--- INPUT RECORDS ---

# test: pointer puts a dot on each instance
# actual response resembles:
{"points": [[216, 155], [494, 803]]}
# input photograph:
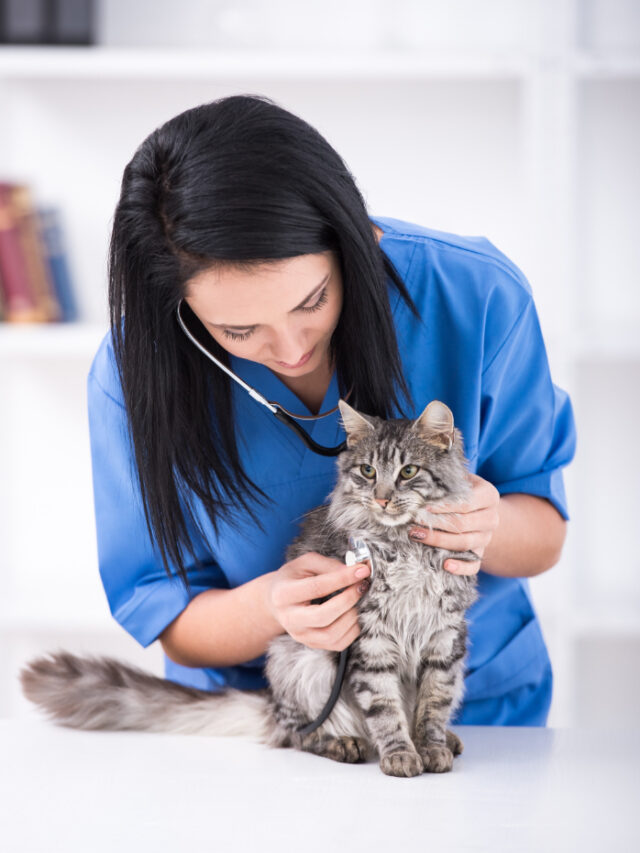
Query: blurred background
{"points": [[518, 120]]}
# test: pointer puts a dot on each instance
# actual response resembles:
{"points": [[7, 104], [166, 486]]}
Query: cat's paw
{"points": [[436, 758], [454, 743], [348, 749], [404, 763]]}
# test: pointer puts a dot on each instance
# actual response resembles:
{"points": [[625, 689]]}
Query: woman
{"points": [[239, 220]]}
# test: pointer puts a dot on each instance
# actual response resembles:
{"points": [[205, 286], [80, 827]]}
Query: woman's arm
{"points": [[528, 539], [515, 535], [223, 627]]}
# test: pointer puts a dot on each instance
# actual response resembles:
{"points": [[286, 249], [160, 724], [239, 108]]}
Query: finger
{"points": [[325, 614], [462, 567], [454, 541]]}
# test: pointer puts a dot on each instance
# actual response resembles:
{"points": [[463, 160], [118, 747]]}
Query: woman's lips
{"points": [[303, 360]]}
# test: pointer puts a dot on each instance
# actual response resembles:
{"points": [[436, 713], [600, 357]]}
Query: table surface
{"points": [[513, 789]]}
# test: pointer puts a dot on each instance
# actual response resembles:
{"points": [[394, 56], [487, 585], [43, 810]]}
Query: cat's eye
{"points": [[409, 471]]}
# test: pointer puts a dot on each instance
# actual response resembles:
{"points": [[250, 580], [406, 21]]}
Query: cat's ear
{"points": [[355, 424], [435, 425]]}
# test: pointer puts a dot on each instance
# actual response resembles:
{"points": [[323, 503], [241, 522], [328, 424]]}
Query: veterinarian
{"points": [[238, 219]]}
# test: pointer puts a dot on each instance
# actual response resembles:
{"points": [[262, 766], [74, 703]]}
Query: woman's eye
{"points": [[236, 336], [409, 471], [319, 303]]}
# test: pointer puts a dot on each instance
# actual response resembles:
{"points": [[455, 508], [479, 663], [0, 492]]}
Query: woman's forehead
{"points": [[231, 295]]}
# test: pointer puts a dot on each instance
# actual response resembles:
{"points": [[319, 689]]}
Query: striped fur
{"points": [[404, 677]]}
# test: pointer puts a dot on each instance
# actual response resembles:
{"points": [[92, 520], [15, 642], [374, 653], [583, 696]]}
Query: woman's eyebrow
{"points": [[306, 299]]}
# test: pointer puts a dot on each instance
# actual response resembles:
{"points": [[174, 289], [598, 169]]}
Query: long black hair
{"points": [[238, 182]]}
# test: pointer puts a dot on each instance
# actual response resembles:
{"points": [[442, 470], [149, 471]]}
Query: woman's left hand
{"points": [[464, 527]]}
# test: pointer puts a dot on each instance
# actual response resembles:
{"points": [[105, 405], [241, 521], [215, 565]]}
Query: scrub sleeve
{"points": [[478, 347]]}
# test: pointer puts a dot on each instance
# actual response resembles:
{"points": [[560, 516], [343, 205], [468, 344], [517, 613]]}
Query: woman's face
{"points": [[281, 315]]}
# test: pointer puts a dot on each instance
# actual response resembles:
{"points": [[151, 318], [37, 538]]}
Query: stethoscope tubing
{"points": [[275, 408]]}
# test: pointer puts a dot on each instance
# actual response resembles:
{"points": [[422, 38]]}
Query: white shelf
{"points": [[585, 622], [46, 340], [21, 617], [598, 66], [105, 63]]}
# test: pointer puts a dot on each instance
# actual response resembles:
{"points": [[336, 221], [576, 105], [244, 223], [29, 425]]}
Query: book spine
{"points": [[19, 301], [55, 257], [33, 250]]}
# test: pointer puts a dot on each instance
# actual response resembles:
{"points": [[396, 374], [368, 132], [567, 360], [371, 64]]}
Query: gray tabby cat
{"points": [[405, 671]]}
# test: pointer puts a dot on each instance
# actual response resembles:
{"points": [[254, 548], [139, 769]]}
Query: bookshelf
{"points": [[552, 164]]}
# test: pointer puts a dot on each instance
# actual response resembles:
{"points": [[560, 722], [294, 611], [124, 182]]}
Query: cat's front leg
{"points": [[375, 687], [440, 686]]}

---

• **TO DO**: Every line above should be returned exactly; the pictures stay out.

• **ANSWER TO THIS EXERCISE**:
# test: pointer puts a dot on each instance
# actual response resembles:
{"points": [[216, 155], [494, 803]]}
# input photograph:
Query: blurred background
{"points": [[518, 120]]}
# test: pointer puts a dot on each instance
# actual response resembles:
{"points": [[7, 104], [166, 486]]}
Query: cat's paw
{"points": [[436, 758], [454, 743], [348, 749], [404, 763]]}
# test: pointer puts a dot on each instance
# actual response resembles:
{"points": [[625, 689]]}
Query: woman
{"points": [[239, 220]]}
# test: pointer puts a dot on each instance
# actual response resembles:
{"points": [[205, 286], [80, 827]]}
Query: woman's arm
{"points": [[528, 539], [515, 535], [223, 627]]}
# test: pointer puts a dot on each instance
# actual response resembles:
{"points": [[286, 249], [160, 724], [239, 108]]}
Query: finger
{"points": [[325, 614], [462, 567], [454, 541]]}
# test: pointer puts a dot on each instance
# actual response resembles:
{"points": [[463, 160], [118, 747]]}
Query: woman's lips
{"points": [[303, 360]]}
# test: pointer puts a dot on each instance
# actual response resembles:
{"points": [[436, 713], [600, 357]]}
Query: table surface
{"points": [[513, 789]]}
# test: pointer puts a dot on each instance
# actual response resembles:
{"points": [[394, 56], [487, 585], [43, 810]]}
Query: cat's eye
{"points": [[409, 471]]}
# test: pointer puts a dot on each instance
# actual response resembles:
{"points": [[250, 580], [406, 21]]}
Query: cat's ear
{"points": [[355, 424], [435, 425]]}
# test: pointer puts a dot on each instance
# actual response resembles:
{"points": [[323, 503], [241, 522], [328, 424]]}
Query: veterinarian
{"points": [[238, 219]]}
# test: pointer puts a dot on each instance
# actual response resembles:
{"points": [[262, 766], [74, 703]]}
Query: woman's eye
{"points": [[236, 336], [409, 471], [319, 303]]}
# test: pointer puts a dot on each instance
# actual response resembles:
{"points": [[455, 508], [479, 663], [0, 492]]}
Query: woman's forehead
{"points": [[231, 295]]}
# test: pointer puts a dot on each instance
# actual response resembles:
{"points": [[319, 689]]}
Query: striped fur
{"points": [[404, 677]]}
# test: pointer puts a dot on each instance
# actual response resembles:
{"points": [[92, 520], [15, 642], [374, 653], [583, 696]]}
Query: woman's eyebrow
{"points": [[306, 299]]}
# test: pointer puts a dot on each instance
# actual response resembles:
{"points": [[174, 289], [598, 169]]}
Query: long black hair
{"points": [[238, 182]]}
# test: pointer puts a dot on each instance
# actual response resembles:
{"points": [[442, 470], [149, 471]]}
Query: woman's left hand
{"points": [[464, 527]]}
# test: pointer puts a dot on each instance
# actual response resembles:
{"points": [[105, 405], [241, 521], [215, 565]]}
Query: scrub sleeve
{"points": [[478, 347]]}
# test: pointer puts a dot on each instance
# actual response resembles:
{"points": [[560, 516], [343, 205], [468, 344], [517, 613]]}
Query: woman's face
{"points": [[281, 315]]}
# test: pointer puts a dot on each instance
# actual response resembles:
{"points": [[151, 318], [37, 538]]}
Query: stethoscope tubing
{"points": [[275, 408]]}
# test: pointer puts a dot on each instance
# actual response resembles:
{"points": [[422, 38]]}
Query: white shelf
{"points": [[585, 622], [46, 340], [21, 617], [598, 66], [105, 63]]}
# test: pointer puts a dot on each instance
# actual response resembles:
{"points": [[336, 221], [576, 105], [244, 223], [29, 425]]}
Query: book spine
{"points": [[19, 301], [55, 257], [33, 250]]}
# test: pointer puts a dot on each instance
# actual response resembles:
{"points": [[396, 374], [368, 132], [567, 360], [371, 64]]}
Query: gray tabby cat
{"points": [[405, 671]]}
# test: pointer puts a dot on each instance
# actual response resembles:
{"points": [[254, 548], [139, 769]]}
Query: bookshelf
{"points": [[552, 164]]}
# test: pointer puts a dot on each instance
# actual response resembles:
{"points": [[560, 722], [294, 611], [124, 182]]}
Query: cat's front leg
{"points": [[375, 687], [440, 686]]}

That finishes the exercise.